> **TASK STATEMENT**
Return the lines below unchanged, from the first one through the line containing "475 87 L 438", both included, and leave the pictures out.

> **RECORD EXCERPTS**

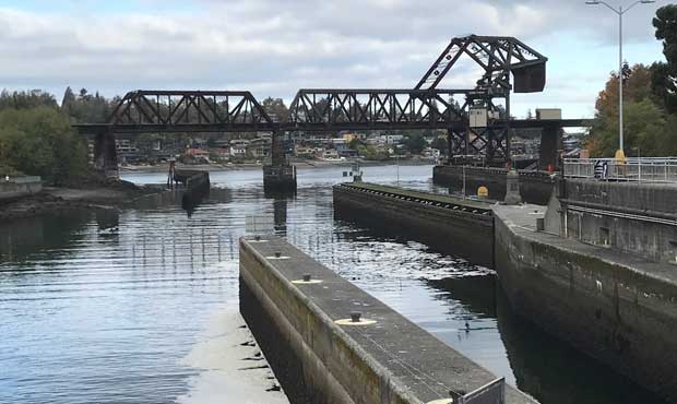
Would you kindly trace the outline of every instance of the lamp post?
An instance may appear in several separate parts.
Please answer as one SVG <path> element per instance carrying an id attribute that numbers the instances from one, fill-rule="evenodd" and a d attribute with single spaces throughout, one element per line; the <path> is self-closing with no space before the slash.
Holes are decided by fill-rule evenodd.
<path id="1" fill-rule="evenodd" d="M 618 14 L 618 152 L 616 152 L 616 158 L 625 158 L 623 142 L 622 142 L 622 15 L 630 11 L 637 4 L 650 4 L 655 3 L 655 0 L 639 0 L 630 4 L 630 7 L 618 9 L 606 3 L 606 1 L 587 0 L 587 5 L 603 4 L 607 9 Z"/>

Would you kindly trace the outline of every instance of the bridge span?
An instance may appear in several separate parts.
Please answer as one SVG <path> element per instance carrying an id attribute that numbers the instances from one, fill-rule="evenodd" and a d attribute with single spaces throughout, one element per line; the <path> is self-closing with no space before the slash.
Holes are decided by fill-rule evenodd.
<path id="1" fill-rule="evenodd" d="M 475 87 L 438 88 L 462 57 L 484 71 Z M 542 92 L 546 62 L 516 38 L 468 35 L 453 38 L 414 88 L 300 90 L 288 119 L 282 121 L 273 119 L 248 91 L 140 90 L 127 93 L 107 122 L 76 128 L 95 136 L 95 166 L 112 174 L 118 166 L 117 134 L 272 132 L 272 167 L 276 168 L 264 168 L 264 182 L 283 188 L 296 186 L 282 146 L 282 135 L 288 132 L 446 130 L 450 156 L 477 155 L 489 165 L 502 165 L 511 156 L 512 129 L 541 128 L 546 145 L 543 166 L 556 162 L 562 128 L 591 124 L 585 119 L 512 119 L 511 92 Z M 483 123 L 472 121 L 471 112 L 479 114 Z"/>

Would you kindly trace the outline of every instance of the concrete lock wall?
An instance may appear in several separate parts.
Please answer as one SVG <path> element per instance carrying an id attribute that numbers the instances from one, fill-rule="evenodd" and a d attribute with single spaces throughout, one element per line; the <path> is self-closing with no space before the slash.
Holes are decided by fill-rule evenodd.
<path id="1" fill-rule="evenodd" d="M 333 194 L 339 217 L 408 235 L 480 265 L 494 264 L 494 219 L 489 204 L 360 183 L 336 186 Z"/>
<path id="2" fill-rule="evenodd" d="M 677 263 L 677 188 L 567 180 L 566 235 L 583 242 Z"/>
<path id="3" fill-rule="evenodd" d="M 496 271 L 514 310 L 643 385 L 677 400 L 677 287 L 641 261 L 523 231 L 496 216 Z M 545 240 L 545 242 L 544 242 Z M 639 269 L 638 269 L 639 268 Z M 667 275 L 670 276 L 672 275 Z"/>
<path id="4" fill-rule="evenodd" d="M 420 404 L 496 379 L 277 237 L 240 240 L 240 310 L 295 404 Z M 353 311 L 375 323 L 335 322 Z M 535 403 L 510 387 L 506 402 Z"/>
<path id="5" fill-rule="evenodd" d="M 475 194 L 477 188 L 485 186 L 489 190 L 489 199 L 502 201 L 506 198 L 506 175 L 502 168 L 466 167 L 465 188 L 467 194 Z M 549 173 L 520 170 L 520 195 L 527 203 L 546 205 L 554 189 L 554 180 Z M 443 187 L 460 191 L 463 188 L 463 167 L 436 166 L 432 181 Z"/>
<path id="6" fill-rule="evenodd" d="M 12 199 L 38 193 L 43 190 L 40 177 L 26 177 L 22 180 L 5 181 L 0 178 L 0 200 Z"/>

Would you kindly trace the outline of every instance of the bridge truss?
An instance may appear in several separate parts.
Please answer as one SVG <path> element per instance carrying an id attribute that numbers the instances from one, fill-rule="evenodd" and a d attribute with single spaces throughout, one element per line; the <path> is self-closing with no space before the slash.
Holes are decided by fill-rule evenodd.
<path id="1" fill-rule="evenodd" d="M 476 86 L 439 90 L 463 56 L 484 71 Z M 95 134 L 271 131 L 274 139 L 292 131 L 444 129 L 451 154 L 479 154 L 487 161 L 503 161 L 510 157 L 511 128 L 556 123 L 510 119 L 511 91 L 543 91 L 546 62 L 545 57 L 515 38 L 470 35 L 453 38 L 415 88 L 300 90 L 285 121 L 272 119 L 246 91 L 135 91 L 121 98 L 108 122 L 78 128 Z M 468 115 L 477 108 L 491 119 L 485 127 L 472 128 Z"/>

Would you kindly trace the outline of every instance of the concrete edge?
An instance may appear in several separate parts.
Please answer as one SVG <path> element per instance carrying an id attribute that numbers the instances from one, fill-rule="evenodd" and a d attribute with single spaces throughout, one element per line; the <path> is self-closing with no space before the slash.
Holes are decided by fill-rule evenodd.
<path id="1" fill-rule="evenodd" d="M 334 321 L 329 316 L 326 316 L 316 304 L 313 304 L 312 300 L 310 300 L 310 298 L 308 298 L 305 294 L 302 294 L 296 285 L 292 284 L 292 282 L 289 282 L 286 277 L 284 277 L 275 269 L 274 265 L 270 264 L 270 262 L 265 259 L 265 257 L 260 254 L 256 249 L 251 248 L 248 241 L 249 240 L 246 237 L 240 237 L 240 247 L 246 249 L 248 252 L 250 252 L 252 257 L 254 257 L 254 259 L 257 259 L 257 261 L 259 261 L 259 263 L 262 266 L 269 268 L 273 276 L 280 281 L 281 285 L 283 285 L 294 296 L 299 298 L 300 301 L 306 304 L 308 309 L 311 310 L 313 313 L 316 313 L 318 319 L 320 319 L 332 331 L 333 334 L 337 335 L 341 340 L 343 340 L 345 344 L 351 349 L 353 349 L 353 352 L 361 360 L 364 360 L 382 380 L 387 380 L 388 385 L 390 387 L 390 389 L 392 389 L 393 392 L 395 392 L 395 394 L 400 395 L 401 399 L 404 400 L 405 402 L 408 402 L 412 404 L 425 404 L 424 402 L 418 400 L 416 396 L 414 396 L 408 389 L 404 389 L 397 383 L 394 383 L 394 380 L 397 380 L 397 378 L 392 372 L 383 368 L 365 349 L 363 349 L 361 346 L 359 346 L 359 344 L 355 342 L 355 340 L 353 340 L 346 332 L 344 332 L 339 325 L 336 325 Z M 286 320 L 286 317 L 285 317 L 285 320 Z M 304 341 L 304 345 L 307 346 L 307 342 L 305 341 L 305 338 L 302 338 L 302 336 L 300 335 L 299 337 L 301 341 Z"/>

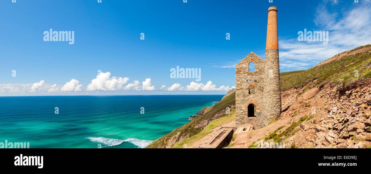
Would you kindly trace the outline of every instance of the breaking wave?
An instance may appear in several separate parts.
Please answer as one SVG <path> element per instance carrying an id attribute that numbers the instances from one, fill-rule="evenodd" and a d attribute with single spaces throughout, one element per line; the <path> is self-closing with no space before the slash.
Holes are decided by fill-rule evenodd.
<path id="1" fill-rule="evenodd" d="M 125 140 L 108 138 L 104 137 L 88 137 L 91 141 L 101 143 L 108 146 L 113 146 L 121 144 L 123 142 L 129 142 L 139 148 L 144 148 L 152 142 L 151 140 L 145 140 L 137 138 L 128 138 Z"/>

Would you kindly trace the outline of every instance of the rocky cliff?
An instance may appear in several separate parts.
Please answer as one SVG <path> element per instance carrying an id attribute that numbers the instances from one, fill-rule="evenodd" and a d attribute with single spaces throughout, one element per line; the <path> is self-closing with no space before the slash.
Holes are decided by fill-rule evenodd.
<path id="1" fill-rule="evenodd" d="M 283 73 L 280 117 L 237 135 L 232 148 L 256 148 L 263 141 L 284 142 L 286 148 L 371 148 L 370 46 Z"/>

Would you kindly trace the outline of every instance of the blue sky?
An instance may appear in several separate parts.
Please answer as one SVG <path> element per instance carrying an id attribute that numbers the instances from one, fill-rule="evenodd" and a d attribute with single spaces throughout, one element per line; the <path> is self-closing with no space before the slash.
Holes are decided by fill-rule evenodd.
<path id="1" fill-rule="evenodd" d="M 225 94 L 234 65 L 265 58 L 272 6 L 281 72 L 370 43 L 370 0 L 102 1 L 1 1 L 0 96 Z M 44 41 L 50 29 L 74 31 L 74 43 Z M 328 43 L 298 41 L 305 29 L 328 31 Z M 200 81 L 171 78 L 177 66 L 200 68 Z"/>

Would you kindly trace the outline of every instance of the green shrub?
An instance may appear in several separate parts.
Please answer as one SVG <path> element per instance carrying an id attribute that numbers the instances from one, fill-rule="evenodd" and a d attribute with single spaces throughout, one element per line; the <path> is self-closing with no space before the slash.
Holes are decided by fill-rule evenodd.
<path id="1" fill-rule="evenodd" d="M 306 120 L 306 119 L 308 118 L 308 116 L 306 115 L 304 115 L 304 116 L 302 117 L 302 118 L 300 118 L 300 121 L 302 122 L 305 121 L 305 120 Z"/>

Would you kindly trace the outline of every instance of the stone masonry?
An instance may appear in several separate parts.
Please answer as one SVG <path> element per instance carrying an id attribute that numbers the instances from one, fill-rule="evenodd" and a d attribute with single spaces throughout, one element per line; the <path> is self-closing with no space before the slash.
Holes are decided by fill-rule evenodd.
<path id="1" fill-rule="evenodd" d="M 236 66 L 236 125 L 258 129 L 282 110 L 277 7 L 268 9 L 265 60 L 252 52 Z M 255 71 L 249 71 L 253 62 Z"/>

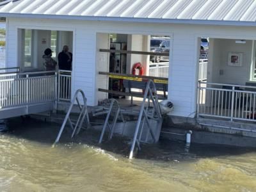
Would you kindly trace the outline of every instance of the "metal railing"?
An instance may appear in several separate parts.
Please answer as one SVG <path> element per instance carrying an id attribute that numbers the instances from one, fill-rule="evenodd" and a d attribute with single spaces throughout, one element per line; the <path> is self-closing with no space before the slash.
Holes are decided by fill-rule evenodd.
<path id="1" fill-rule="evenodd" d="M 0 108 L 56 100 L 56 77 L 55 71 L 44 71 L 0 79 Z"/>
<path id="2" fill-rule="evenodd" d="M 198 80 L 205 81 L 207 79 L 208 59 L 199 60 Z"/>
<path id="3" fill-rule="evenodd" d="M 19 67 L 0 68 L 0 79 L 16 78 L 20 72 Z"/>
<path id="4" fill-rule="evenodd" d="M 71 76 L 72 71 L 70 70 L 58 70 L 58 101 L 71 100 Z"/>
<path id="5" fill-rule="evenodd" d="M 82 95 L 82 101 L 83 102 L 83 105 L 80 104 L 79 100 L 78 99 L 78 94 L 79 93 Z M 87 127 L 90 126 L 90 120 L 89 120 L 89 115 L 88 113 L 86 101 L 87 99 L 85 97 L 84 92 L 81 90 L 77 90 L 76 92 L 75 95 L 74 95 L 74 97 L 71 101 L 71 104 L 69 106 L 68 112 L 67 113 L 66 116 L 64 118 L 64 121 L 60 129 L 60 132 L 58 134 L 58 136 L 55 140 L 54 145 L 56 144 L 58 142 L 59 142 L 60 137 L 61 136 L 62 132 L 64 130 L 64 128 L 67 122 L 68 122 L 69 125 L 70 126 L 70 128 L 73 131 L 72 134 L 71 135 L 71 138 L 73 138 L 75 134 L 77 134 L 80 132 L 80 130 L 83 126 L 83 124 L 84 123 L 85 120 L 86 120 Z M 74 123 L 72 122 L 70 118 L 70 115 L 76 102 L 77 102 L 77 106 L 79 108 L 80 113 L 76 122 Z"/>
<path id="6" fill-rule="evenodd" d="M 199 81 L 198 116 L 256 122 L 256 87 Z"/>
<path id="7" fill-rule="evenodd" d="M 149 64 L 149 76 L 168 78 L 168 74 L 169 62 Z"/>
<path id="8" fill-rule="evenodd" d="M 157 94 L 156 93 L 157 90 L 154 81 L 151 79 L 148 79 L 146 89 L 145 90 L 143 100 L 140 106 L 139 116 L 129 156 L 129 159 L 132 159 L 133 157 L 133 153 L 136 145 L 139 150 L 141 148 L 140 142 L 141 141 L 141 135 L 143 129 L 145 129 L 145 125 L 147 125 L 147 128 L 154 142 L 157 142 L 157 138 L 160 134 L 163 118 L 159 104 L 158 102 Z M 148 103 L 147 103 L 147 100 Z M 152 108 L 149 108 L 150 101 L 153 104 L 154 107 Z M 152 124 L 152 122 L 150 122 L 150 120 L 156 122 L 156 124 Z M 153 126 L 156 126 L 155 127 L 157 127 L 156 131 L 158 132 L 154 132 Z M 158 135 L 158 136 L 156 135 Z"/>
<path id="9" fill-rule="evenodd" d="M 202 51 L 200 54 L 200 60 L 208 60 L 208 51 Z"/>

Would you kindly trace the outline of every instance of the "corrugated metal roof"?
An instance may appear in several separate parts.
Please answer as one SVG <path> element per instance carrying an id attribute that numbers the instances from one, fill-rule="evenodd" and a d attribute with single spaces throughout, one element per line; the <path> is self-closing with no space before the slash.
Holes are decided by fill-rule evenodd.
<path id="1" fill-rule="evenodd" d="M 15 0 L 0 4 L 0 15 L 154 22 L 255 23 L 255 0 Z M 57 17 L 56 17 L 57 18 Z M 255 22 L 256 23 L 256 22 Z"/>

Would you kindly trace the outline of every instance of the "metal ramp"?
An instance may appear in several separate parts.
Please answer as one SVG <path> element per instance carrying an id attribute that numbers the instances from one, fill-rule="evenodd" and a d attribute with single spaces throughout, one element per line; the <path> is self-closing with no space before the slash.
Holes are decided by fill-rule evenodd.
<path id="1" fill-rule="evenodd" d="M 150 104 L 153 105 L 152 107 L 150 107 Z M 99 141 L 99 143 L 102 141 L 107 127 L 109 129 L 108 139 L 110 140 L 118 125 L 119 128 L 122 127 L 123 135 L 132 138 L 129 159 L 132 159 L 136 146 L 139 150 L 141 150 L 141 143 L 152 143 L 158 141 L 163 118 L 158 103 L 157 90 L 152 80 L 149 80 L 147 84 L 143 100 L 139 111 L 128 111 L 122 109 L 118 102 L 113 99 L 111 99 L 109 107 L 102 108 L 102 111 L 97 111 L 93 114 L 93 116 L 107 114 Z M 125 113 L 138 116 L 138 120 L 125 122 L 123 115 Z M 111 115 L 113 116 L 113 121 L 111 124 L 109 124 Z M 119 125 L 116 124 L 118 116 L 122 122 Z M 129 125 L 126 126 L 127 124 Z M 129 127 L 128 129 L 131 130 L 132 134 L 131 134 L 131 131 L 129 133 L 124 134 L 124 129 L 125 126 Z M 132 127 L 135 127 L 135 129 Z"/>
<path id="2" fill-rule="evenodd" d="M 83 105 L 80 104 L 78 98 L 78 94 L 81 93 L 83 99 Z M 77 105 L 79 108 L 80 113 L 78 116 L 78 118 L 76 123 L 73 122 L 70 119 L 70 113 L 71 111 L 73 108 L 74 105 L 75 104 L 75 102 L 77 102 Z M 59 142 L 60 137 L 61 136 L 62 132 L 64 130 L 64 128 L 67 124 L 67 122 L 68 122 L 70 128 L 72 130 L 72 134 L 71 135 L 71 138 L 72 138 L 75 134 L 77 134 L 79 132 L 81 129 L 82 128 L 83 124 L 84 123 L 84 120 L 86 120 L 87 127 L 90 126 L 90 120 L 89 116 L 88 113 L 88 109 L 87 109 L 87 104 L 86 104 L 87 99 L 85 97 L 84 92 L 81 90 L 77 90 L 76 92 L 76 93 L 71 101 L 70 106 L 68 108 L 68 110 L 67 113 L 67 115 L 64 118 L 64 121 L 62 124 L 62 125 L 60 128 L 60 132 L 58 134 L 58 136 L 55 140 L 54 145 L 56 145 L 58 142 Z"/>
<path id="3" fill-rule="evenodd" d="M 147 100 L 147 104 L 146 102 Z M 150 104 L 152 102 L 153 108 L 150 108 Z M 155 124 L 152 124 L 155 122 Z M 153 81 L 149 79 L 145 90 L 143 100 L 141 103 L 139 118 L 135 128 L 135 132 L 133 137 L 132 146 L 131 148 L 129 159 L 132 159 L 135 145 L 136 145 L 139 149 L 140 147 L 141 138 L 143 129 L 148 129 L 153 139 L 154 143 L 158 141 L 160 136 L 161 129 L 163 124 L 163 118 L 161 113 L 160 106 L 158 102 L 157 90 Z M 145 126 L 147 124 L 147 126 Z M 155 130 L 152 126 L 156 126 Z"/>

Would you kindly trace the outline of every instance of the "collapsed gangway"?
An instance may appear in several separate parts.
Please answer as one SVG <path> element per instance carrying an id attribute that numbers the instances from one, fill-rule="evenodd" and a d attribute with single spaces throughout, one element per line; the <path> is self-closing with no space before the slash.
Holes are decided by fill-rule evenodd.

> **RESPONSE TO THE TASK**
Would you kindly trace the outline of every instance of the lamp post?
An instance may appear in several separate parts.
Please answer as one SVG <path> element per instance carrying an id attribute that numbers the instances from one, fill-rule="evenodd" and a d attribute with single spaces throughout, one element per line; the <path> is self-closing with no space before the slash.
Holes are decided by fill-rule evenodd.
<path id="1" fill-rule="evenodd" d="M 618 14 L 618 152 L 616 152 L 616 158 L 625 158 L 623 142 L 622 142 L 622 15 L 630 11 L 637 4 L 650 4 L 655 3 L 655 0 L 639 0 L 630 4 L 630 7 L 618 9 L 606 3 L 606 1 L 587 0 L 587 5 L 603 4 L 607 9 Z"/>

Would you kindly trace the outline of every instance of the bridge span?
An instance may appear in several separate parts.
Please answer as one SVG <path> element per instance carrying an id attribute that numbers the instances from one, fill-rule="evenodd" and a d attribute with single spaces throughout, one element per line; the <path> is self-closing with no space before the slash.
Holes are decided by fill-rule evenodd.
<path id="1" fill-rule="evenodd" d="M 475 87 L 438 88 L 462 57 L 484 71 Z M 542 92 L 546 62 L 516 38 L 468 35 L 453 38 L 414 88 L 300 90 L 288 119 L 282 121 L 273 119 L 248 91 L 140 90 L 127 93 L 107 122 L 76 128 L 95 136 L 95 166 L 112 174 L 118 166 L 117 134 L 272 132 L 272 167 L 276 168 L 264 168 L 264 182 L 283 188 L 296 186 L 282 146 L 282 135 L 288 132 L 446 130 L 450 156 L 477 155 L 489 165 L 502 165 L 511 156 L 512 129 L 541 128 L 546 145 L 543 166 L 556 162 L 562 128 L 591 124 L 585 119 L 512 119 L 511 92 Z M 483 123 L 472 121 L 471 112 L 479 114 Z"/>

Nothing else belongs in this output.